▼▼▼
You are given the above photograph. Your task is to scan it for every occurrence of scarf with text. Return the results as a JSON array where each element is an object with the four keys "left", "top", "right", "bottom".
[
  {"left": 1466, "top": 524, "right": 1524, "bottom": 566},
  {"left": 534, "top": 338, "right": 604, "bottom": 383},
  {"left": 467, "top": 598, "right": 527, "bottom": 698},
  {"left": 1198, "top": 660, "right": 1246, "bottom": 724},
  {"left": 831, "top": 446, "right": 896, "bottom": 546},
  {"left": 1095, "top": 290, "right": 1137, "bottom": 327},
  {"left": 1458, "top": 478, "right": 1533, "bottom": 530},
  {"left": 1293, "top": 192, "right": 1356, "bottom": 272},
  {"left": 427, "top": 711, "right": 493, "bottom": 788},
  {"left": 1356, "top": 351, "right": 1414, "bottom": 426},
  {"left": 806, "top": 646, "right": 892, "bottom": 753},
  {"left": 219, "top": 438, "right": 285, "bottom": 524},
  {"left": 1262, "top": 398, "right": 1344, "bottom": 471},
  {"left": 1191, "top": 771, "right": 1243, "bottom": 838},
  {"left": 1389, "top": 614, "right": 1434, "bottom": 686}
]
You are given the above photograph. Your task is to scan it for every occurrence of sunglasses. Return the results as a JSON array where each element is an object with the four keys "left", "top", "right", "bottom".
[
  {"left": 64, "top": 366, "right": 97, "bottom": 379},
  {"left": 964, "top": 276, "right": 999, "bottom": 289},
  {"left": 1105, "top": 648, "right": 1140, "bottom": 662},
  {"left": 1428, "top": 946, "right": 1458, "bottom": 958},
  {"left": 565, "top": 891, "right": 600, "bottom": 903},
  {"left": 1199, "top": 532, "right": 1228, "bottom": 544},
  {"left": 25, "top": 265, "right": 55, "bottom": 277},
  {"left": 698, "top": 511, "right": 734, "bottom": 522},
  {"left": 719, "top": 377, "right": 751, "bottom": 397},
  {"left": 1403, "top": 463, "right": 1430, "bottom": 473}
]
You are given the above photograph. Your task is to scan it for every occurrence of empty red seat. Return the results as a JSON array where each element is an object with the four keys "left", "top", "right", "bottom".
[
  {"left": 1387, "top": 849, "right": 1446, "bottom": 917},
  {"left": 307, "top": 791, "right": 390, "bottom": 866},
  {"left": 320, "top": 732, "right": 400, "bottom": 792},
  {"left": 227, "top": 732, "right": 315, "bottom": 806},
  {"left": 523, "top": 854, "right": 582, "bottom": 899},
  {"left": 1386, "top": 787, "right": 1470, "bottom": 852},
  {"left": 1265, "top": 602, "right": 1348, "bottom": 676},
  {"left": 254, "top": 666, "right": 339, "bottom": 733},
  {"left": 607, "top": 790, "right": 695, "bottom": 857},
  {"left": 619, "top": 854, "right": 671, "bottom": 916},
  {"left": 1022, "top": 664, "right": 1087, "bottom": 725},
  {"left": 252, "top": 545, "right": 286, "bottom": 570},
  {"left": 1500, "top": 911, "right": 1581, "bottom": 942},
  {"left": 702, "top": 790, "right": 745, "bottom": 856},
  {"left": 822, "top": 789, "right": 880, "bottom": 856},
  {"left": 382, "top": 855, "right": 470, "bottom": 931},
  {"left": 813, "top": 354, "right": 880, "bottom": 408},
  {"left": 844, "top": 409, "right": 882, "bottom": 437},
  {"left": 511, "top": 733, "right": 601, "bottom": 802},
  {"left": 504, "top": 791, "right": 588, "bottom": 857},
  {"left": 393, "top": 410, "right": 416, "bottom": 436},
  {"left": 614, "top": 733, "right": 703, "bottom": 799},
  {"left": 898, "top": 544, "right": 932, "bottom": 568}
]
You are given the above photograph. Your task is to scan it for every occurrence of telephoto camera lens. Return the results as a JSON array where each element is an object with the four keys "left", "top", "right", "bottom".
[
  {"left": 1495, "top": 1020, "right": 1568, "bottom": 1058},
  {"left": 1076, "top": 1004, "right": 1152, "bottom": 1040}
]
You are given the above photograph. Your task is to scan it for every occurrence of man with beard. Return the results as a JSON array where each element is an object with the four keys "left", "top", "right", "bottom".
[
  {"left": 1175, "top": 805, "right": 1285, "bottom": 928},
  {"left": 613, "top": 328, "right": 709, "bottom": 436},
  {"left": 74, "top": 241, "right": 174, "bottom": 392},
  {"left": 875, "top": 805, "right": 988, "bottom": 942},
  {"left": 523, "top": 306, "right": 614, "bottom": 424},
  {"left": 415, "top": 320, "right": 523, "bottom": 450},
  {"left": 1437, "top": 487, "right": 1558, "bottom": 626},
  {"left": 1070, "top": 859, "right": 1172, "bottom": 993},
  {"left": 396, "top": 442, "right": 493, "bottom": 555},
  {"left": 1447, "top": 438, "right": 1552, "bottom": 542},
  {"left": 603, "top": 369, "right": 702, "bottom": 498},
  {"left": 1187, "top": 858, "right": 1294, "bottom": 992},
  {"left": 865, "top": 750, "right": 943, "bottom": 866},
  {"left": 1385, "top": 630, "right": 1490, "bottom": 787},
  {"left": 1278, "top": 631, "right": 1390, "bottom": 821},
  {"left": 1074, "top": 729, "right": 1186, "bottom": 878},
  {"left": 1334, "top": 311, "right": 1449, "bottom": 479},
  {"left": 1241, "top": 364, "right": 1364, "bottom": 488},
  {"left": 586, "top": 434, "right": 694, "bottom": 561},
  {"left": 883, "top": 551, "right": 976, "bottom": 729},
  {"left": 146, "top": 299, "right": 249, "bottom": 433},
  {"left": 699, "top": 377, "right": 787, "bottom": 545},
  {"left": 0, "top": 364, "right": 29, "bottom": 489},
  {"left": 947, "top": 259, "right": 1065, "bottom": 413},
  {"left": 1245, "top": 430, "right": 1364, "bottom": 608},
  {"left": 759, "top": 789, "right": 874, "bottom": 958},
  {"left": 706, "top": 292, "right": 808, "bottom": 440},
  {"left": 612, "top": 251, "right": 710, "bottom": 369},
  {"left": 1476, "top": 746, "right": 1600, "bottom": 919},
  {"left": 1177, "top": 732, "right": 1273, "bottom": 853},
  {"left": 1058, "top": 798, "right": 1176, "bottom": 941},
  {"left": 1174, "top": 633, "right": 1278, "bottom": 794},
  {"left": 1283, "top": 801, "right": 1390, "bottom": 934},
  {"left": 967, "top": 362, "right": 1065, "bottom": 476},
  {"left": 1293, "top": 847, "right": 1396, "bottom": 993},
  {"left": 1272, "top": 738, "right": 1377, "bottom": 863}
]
▲▲▲
| HOW TO COMPLETE THIS TASK |
Transcribe each entry verbatim, leaving none out.

| RESULT OF THIS TASK |
You are given the above photograph. Your task is to scan it for every occurrence of scarf with text. Return the results as a JSON array where each element is an object with the four keys "left", "top", "right", "bottom".
[
  {"left": 1466, "top": 524, "right": 1524, "bottom": 566},
  {"left": 534, "top": 338, "right": 604, "bottom": 383},
  {"left": 467, "top": 598, "right": 527, "bottom": 698},
  {"left": 1198, "top": 660, "right": 1246, "bottom": 724},
  {"left": 831, "top": 446, "right": 896, "bottom": 546},
  {"left": 1095, "top": 290, "right": 1137, "bottom": 327},
  {"left": 1458, "top": 478, "right": 1533, "bottom": 530},
  {"left": 1293, "top": 192, "right": 1356, "bottom": 272},
  {"left": 427, "top": 711, "right": 493, "bottom": 788},
  {"left": 1356, "top": 351, "right": 1414, "bottom": 426},
  {"left": 806, "top": 646, "right": 892, "bottom": 753},
  {"left": 219, "top": 438, "right": 285, "bottom": 524},
  {"left": 1262, "top": 398, "right": 1344, "bottom": 471},
  {"left": 1191, "top": 771, "right": 1243, "bottom": 838},
  {"left": 1389, "top": 614, "right": 1434, "bottom": 686}
]
You are given the above photograph. Your task is to scan it for every occurrence of sunglasses. Return the results as a JSON array where each element is an object with the four keys "left", "top", "right", "bottom".
[
  {"left": 64, "top": 366, "right": 97, "bottom": 379},
  {"left": 964, "top": 276, "right": 999, "bottom": 289},
  {"left": 1105, "top": 648, "right": 1140, "bottom": 662},
  {"left": 1428, "top": 946, "right": 1458, "bottom": 958},
  {"left": 565, "top": 891, "right": 600, "bottom": 903},
  {"left": 1199, "top": 532, "right": 1228, "bottom": 544},
  {"left": 25, "top": 265, "right": 55, "bottom": 277},
  {"left": 698, "top": 511, "right": 734, "bottom": 522},
  {"left": 719, "top": 377, "right": 751, "bottom": 397},
  {"left": 1403, "top": 463, "right": 1430, "bottom": 473}
]
You are given the above photograph. Your task is to scan it for every occurrence of empty red seat. Return the results as a JSON array where each element is an object with the four keys "left", "top", "right", "bottom".
[
  {"left": 1387, "top": 849, "right": 1446, "bottom": 917},
  {"left": 307, "top": 791, "right": 390, "bottom": 866},
  {"left": 320, "top": 732, "right": 400, "bottom": 792},
  {"left": 227, "top": 732, "right": 315, "bottom": 806},
  {"left": 523, "top": 854, "right": 582, "bottom": 899},
  {"left": 1386, "top": 787, "right": 1470, "bottom": 852},
  {"left": 1265, "top": 602, "right": 1348, "bottom": 676},
  {"left": 254, "top": 666, "right": 339, "bottom": 733},
  {"left": 607, "top": 790, "right": 695, "bottom": 857},
  {"left": 619, "top": 854, "right": 671, "bottom": 916},
  {"left": 1022, "top": 664, "right": 1087, "bottom": 725},
  {"left": 252, "top": 545, "right": 286, "bottom": 570},
  {"left": 1500, "top": 911, "right": 1581, "bottom": 942},
  {"left": 702, "top": 790, "right": 745, "bottom": 856},
  {"left": 822, "top": 789, "right": 880, "bottom": 856},
  {"left": 382, "top": 855, "right": 470, "bottom": 931},
  {"left": 813, "top": 354, "right": 880, "bottom": 408},
  {"left": 844, "top": 409, "right": 882, "bottom": 437},
  {"left": 511, "top": 733, "right": 601, "bottom": 802},
  {"left": 504, "top": 791, "right": 588, "bottom": 857},
  {"left": 393, "top": 410, "right": 416, "bottom": 436},
  {"left": 614, "top": 733, "right": 703, "bottom": 799},
  {"left": 898, "top": 544, "right": 932, "bottom": 568}
]
You are given the above photograph. Your task is to scan it for every occurrence of telephoto camera lens. Return the results as a JSON array where each element is an object with the four keys "left", "top", "right", "bottom".
[
  {"left": 1495, "top": 1020, "right": 1568, "bottom": 1058},
  {"left": 1076, "top": 1004, "right": 1152, "bottom": 1040}
]
You are given the above photograph. Your task is to scan it for every occurrence of man with beard. Return the results as a JSON array where each element is an object with the four keys "left", "top", "right", "bottom".
[
  {"left": 1175, "top": 805, "right": 1285, "bottom": 928},
  {"left": 613, "top": 328, "right": 709, "bottom": 436},
  {"left": 74, "top": 241, "right": 174, "bottom": 392},
  {"left": 875, "top": 805, "right": 988, "bottom": 942},
  {"left": 523, "top": 306, "right": 614, "bottom": 424},
  {"left": 415, "top": 320, "right": 523, "bottom": 450},
  {"left": 1437, "top": 487, "right": 1558, "bottom": 626},
  {"left": 1070, "top": 859, "right": 1172, "bottom": 993},
  {"left": 396, "top": 442, "right": 493, "bottom": 555},
  {"left": 1447, "top": 438, "right": 1552, "bottom": 542},
  {"left": 603, "top": 369, "right": 702, "bottom": 498},
  {"left": 1187, "top": 858, "right": 1294, "bottom": 992},
  {"left": 865, "top": 750, "right": 943, "bottom": 866},
  {"left": 1385, "top": 630, "right": 1490, "bottom": 787},
  {"left": 1278, "top": 631, "right": 1390, "bottom": 821},
  {"left": 1074, "top": 729, "right": 1186, "bottom": 878},
  {"left": 1334, "top": 311, "right": 1449, "bottom": 479},
  {"left": 1241, "top": 364, "right": 1364, "bottom": 488},
  {"left": 586, "top": 434, "right": 694, "bottom": 561},
  {"left": 883, "top": 551, "right": 976, "bottom": 729},
  {"left": 146, "top": 299, "right": 249, "bottom": 433},
  {"left": 699, "top": 377, "right": 787, "bottom": 545},
  {"left": 0, "top": 364, "right": 29, "bottom": 489},
  {"left": 947, "top": 259, "right": 1065, "bottom": 413},
  {"left": 1245, "top": 430, "right": 1364, "bottom": 608},
  {"left": 759, "top": 789, "right": 874, "bottom": 958},
  {"left": 706, "top": 292, "right": 808, "bottom": 440},
  {"left": 612, "top": 251, "right": 710, "bottom": 369},
  {"left": 1476, "top": 746, "right": 1600, "bottom": 919},
  {"left": 1177, "top": 732, "right": 1273, "bottom": 853},
  {"left": 1058, "top": 798, "right": 1176, "bottom": 941},
  {"left": 1174, "top": 633, "right": 1278, "bottom": 794},
  {"left": 1283, "top": 801, "right": 1390, "bottom": 934},
  {"left": 967, "top": 362, "right": 1065, "bottom": 476},
  {"left": 1293, "top": 847, "right": 1396, "bottom": 993},
  {"left": 1272, "top": 738, "right": 1377, "bottom": 863}
]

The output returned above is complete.